# Got to get rid of a lab



## utfireman (Sep 7, 2007)

City has cracked down on me and I need to get rid of a dog. Sage is a yellow lab, and he is 1 1/2 years old. I have worked him a little and is ok with here, and sit. I haven't had the time to put into him. I did take him sage grouse hunting last year and he worked great. He has an incredible amount of prey drive and retriever instinct. I have his papers so you can get him registered if you want. His mom was a pointing lab out of Tiger Mountain kennels, and she was an incredible dog on both upland and waterfowl. I hate to do this but I need to get rid of him. 

I do not want to sell him, so he is going to be for free. I just want him to go to a good home where they will hunt him. So if you can provide Sage with a good home then give me a call.

Thanks,
Ray Carter
801-427-5179


----------



## TEX-O-BOB (Sep 12, 2007)

Ray, If you get rid of the Lab, who'll keep the fleas off the other dogs? :mrgreen: 

On a serious note, That sux Ray, I've dealt with the city on that same issue and they have no sense of humor. Good luck finding him a good home.


----------



## utfireman (Sep 7, 2007)

Ya it sucks, my dogs are cared for better then most. I moved away from the city to have my dogs and horses. Yet moving in the country still doesn't give me that right. Got to love politics. 

As far as keeping the fleas off, I still will bring my brother-in-laws wirehair around to do that..... :mrgreen:


----------



## Huge29 (Sep 17, 2007)

utfireman said:


> Ya it sucks, my dogs are cared for better then most. I moved away from the city to have my dogs and horses. Yet moving in the country still doesn't give me that right. Got to love politics.
> 
> As far as keeping the fleas off, I still will bring my brother-in-laws wirehair around to do that..... :mrgreen:


That is odd, are you still in city limits? Which municipality would work you over on that in the "country?"


----------



## CURLYSLURES (May 21, 2008)

Have you found a home for sage yet?


----------

== What is expected ==
Return the passage of the thread about giving away the lab between "# Got to get" and "give me a call.", inclusive, copied word for word. The entries are unrelated to the thread about giving away the lab.

== Dataset rows ==
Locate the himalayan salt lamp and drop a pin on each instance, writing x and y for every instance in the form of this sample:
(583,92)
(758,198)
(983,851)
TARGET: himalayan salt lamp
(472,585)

== Solution for this task ==
# Got to get rid of a lab



## utfireman (Sep 7, 2007)

City has cracked down on me and I need to get rid of a dog. Sage is a yellow lab, and he is 1 1/2 years old. I have worked him a little and is ok with here, and sit. I haven't had the time to put into him. I did take him sage grouse hunting last year and he worked great. He has an incredible amount of prey drive and retriever instinct. I have his papers so you can get him registered if you want. His mom was a pointing lab out of Tiger Mountain kennels, and she was an incredible dog on both upland and waterfowl. I hate to do this but I need to get rid of him. 

I do not want to sell him, so he is going to be for free. I just want him to go to a good home where they will hunt him. So if you can provide Sage with a good home then give me a call.